» **What is asked**: Please copy word for word the lines of the items below, from the line that contains "Report one point per instance of the person" through the end of the items, both ends included.

» **Records to use**:

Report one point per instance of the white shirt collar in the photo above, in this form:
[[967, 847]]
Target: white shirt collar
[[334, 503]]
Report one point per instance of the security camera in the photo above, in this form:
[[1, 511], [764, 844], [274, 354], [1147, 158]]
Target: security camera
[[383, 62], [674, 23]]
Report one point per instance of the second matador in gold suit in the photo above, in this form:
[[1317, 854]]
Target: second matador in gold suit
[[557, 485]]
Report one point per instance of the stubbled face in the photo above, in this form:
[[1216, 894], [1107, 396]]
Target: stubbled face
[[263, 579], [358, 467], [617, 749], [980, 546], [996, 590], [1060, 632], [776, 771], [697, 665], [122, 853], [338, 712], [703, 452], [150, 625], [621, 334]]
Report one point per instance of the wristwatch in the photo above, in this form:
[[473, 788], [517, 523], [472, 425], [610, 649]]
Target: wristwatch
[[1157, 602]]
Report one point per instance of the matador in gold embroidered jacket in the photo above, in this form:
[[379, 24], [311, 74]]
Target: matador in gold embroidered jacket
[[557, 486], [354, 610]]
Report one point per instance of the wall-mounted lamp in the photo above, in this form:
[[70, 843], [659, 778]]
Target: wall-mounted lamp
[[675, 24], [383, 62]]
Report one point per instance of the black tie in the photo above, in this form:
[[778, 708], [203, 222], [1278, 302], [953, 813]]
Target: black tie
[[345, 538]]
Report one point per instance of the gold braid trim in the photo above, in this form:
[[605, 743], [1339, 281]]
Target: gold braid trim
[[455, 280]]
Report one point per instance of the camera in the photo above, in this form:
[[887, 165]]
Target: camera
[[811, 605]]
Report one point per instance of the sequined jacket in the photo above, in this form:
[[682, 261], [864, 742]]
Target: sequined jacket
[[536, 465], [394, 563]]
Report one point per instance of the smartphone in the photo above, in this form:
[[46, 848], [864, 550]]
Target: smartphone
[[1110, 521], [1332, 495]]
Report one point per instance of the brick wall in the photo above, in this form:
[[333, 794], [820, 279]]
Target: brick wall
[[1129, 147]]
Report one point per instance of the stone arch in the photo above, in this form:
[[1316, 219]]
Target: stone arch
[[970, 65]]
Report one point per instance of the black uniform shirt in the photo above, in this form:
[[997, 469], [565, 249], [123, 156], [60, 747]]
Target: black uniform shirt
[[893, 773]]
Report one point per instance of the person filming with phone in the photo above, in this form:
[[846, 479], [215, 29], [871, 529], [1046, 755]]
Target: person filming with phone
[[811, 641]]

» **Answer to this problem**:
Report one point per instance of the person filming with phone in the photo above, in this form:
[[846, 479], [215, 29], [871, 529], [1046, 755]]
Target: person filming with phone
[[811, 641]]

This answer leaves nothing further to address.